**Provided text**
________
The dfe has issued guidance on Experts at Hand that sets £429 million for 2026-27 and tells local authorities and integrated care boards to plan staffing jointly. It also says specialist involvement should usually be time-limited, with the aim of building school capacity rather than creating open-ended dependence.
The guidance follows repeated warnings about delivery of the offer in schools. Experts at Hand is meant to let schools in every local area draw on a bank of specialists, including educational psychologists, speech and language therapists, occupational therapists and SEND-trained teachers.
Joint plans and staff use
The DfE wants local areas to develop joint workforce plans that meet local needs and national expectations. It says workforce innovation should include repurposing existing resources, but without diverting NHS staff from commissioned services outside the Experts at Hand offer from September.
If local area plans do not show enough detail on how schools are being engaged, the department will consider a more prescribed approach. That puts pressure on local authorities and integrated care boards to show how the service will work in practice, not just how it will be funded.
Funding across England
The programme has been allocated £429 million in 2026-27. The department expects that to rise to around £750 million in 2027-2028 and £850 million in 2028-2029.
Kent will receive £12 million in the 2026-27 allocation, while Essex and Birmingham will each receive more than £10 million. The grant should only fund experts from speech and language therapy, occupational therapy, educational psychology and specialist teaching, in both maintained schools and alternative provision.
Workforce plans to 2027
Of the £40 million previously committed to developing the workforce, £26 million will go toward training at least 200 educational psychologists per year in 2026 and 2027. The DfE will also invest £5 million annually to establish new speech and language therapy advanced practitioners in every integrated care board in the country.
In 2023, 63 per cent of respondents to the Royal College of Occupational Therapists workforce survey said the profession could not provide the level or type of input children and young people need. That shortage explains why the department is pushing for time-limited specialist involvement, especially where local areas need to stretch limited staff across the full 0-25 age range.
For schools and local systems, the practical test is now whether they can show a shared staffing plan that uses the specialists the grant allows, keeps NHS teams inside their commissioned work and still gives pupils access to support.
________
**Dataset entries**
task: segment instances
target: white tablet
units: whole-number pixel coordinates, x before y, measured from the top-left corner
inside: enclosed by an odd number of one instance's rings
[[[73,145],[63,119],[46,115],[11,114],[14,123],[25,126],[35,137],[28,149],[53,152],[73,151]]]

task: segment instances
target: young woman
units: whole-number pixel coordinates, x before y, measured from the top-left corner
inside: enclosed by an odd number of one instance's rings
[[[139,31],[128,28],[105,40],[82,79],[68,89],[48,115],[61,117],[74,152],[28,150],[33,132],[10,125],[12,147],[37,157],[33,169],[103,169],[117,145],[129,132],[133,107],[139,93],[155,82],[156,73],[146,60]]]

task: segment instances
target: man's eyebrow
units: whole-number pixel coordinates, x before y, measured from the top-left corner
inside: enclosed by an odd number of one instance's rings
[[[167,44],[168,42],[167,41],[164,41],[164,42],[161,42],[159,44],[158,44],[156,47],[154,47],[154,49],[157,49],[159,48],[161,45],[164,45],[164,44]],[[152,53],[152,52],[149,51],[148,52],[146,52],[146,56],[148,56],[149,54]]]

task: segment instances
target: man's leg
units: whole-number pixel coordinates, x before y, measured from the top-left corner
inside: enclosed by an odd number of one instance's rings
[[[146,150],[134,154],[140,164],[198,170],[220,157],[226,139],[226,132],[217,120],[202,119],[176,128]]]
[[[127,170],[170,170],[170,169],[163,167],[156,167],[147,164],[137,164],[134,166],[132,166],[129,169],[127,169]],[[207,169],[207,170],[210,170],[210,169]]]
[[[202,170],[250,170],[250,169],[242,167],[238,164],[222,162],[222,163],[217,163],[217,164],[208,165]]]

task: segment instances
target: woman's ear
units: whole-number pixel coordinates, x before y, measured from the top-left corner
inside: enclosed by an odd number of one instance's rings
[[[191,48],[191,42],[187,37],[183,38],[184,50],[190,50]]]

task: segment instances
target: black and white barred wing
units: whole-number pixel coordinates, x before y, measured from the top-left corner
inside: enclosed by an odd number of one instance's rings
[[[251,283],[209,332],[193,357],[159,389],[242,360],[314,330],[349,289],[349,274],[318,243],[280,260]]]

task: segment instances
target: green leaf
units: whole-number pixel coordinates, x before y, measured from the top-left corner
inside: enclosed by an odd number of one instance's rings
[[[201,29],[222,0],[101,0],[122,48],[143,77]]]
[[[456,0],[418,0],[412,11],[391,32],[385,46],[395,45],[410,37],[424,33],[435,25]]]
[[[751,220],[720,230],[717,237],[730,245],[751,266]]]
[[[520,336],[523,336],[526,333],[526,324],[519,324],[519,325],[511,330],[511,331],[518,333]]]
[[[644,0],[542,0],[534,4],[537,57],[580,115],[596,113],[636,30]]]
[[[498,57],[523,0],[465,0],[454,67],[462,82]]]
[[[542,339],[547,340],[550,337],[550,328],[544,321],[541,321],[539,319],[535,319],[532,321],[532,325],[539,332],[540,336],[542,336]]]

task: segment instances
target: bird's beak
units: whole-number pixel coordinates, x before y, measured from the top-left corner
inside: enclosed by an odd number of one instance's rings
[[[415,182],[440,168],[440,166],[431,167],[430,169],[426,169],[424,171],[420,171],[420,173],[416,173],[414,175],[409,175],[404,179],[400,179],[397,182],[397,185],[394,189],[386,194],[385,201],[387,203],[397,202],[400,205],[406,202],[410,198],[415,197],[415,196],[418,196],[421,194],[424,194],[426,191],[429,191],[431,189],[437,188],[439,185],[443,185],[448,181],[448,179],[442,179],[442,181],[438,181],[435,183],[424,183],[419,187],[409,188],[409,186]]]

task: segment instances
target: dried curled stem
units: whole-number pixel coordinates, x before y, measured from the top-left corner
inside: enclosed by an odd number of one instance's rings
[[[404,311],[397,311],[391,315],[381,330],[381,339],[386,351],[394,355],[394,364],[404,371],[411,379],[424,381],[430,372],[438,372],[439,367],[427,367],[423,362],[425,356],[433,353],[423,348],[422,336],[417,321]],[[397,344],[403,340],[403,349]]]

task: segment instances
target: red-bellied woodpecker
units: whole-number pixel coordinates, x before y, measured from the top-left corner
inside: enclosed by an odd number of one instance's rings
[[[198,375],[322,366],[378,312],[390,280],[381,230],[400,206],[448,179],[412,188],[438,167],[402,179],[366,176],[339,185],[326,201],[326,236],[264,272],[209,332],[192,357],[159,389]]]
________
**Instructions to follow**
In the Experts at Hand text above, reproduce everything from "The guidance follows" down to "will be funded.".

**Answer area**
The guidance follows repeated warnings about delivery of the offer in schools. Experts at Hand is meant to let schools in every local area draw on a bank of specialists, including educational psychologists, speech and language therapists, occupational therapists and SEND-trained teachers.
Joint plans and staff use
The DfE wants local areas to develop joint workforce plans that meet local needs and national expectations. It says workforce innovation should include repurposing existing resources, but without diverting NHS staff from commissioned services outside the Experts at Hand offer from September.
If local area plans do not show enough detail on how schools are being engaged, the department will consider a more prescribed approach. That puts pressure on local authorities and integrated care boards to show how the service will work in practice, not just how it will be funded.